## Stored records

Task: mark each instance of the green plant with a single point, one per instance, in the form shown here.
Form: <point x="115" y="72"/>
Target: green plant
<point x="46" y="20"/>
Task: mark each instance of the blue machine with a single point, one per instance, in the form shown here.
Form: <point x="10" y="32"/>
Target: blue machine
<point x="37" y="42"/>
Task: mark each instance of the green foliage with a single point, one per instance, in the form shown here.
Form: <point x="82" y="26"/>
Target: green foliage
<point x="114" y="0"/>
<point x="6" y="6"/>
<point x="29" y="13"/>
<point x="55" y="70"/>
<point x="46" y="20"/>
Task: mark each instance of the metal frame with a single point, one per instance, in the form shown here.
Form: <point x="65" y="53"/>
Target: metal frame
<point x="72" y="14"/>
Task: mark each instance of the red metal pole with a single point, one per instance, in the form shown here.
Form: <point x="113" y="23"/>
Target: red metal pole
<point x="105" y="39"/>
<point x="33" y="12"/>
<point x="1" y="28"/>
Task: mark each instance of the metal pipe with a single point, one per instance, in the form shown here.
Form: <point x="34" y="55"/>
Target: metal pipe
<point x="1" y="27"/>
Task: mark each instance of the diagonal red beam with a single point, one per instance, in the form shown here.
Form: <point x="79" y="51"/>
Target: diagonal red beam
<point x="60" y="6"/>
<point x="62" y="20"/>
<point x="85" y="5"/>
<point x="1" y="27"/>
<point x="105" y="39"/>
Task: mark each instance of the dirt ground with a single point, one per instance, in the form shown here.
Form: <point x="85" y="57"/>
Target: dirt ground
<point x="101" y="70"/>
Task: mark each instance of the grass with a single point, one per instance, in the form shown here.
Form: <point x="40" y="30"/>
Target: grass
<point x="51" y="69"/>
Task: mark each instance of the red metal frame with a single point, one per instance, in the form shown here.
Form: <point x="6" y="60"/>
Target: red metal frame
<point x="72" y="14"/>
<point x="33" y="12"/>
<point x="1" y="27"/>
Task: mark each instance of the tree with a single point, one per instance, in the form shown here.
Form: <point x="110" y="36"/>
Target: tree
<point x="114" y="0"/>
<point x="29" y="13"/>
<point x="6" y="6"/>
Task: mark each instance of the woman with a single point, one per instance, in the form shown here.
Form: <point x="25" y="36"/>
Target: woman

## Prompt
Go back to the listing above and please repeat it exactly.

## Answer to this task
Task: mark each instance of the green plant with a single point, one per instance, in the form shown here.
Form: <point x="115" y="72"/>
Target: green plant
<point x="46" y="20"/>
Task: mark each instance of the blue machine with a single point, one per instance, in the form shown here.
Form: <point x="10" y="32"/>
Target: blue machine
<point x="37" y="42"/>
Task: mark each instance of the green foliage with a single point, one per instance, in the form shown here.
Form: <point x="82" y="26"/>
Target: green foliage
<point x="114" y="0"/>
<point x="6" y="6"/>
<point x="29" y="13"/>
<point x="55" y="70"/>
<point x="46" y="20"/>
Task: mark each instance of the metal frame with a single point, one per instance, in the form shown here.
Form: <point x="65" y="53"/>
Target: metal frame
<point x="72" y="14"/>
Task: mark each instance of the red metal pole with a single point, one per instance, in the form shown here.
Form: <point x="113" y="23"/>
Target: red metal pole
<point x="105" y="39"/>
<point x="33" y="12"/>
<point x="1" y="28"/>
Task: mark each instance of the metal pipe with a single point, one per instance, in the form shown here.
Form: <point x="34" y="55"/>
Target: metal pipe
<point x="1" y="27"/>
Task: mark each instance of the diagonal red beam with a single point, one per instance, in the form shown here.
Form: <point x="79" y="51"/>
Target: diagonal red beam
<point x="60" y="6"/>
<point x="62" y="20"/>
<point x="85" y="5"/>
<point x="1" y="27"/>
<point x="105" y="39"/>
Task: mark each instance of the dirt ground with a single point, one per instance, in the form shown here.
Form: <point x="85" y="57"/>
Target: dirt ground
<point x="101" y="70"/>
Task: mark each instance of the grass with a single point, one per instance, in the form shown here.
Form: <point x="40" y="30"/>
Target: grass
<point x="51" y="69"/>
Task: mark each instance of the red metal frame with a single point, one per instance, in the form shown here.
Form: <point x="6" y="60"/>
Target: red metal frame
<point x="72" y="14"/>
<point x="33" y="12"/>
<point x="1" y="27"/>
Task: mark each instance of the tree with a single point, one per instance, in the form shown here.
Form: <point x="110" y="36"/>
Target: tree
<point x="114" y="0"/>
<point x="29" y="13"/>
<point x="6" y="6"/>
Task: mark each instance of the woman with a single point, one per instance, in the form shown here.
Form: <point x="25" y="36"/>
Target: woman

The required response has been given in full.